### [Task inputs]
_ _ _ _ _ _ _
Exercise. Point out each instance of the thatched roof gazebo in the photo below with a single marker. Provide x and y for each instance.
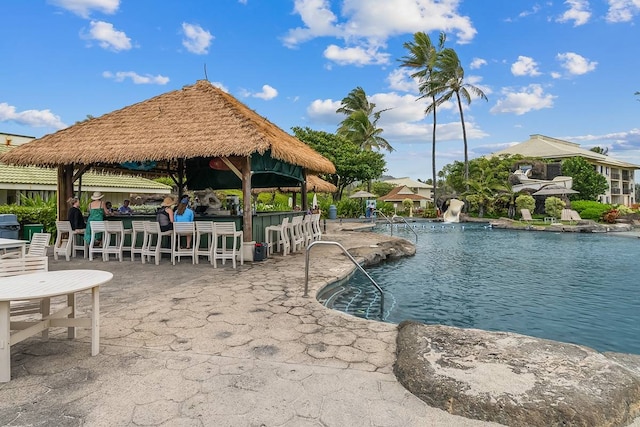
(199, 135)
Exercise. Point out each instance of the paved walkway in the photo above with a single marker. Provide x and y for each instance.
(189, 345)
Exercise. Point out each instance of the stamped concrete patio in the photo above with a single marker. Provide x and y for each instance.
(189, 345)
_ _ _ _ _ _ _
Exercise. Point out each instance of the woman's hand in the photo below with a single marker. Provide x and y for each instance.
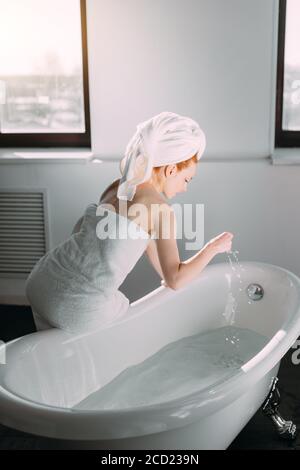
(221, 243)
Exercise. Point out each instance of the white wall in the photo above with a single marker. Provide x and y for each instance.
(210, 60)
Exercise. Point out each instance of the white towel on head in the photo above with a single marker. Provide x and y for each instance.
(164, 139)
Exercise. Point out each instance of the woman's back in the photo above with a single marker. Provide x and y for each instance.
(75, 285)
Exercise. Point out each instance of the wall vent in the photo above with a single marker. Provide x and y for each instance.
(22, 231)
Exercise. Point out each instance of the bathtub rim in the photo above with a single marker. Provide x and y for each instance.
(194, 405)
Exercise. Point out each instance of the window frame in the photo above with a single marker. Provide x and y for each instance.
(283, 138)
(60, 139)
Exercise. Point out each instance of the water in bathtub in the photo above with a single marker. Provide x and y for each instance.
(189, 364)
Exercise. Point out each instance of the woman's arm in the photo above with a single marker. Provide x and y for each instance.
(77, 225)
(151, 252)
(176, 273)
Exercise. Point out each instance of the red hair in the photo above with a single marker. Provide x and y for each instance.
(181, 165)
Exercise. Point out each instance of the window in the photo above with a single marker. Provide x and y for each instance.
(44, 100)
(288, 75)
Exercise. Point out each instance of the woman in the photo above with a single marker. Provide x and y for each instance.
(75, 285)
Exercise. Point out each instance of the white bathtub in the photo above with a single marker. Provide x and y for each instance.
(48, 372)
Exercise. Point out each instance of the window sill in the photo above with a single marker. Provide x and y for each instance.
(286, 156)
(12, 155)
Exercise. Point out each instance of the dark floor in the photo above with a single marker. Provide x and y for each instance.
_ _ _ _ _ _ _
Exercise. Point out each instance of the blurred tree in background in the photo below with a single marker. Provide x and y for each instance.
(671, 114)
_ _ _ _ _ _ _
Among the records above, a stretch begins at the line containing "Exercise. Point out each instance of the woman in" and ends at the line containing "Exercise. Point out each instance of the dark". Restate that stretch word for word, and nothing else.

Exercise. Point out each instance of the woman in the photo above with a single marker. Provide x and y for each instance.
(75, 285)
Exercise. Point out each instance of the white bathtub in the photo above with a single marker. Provide x and y for each instance.
(48, 372)
Exercise. Point out each instance of the window sill in the photo above with a single marker. Provide x and y for each instance.
(286, 156)
(12, 155)
Exercise. Point out each instance of the dark floor in the photo above with a single marker. Provide x and y for each instance.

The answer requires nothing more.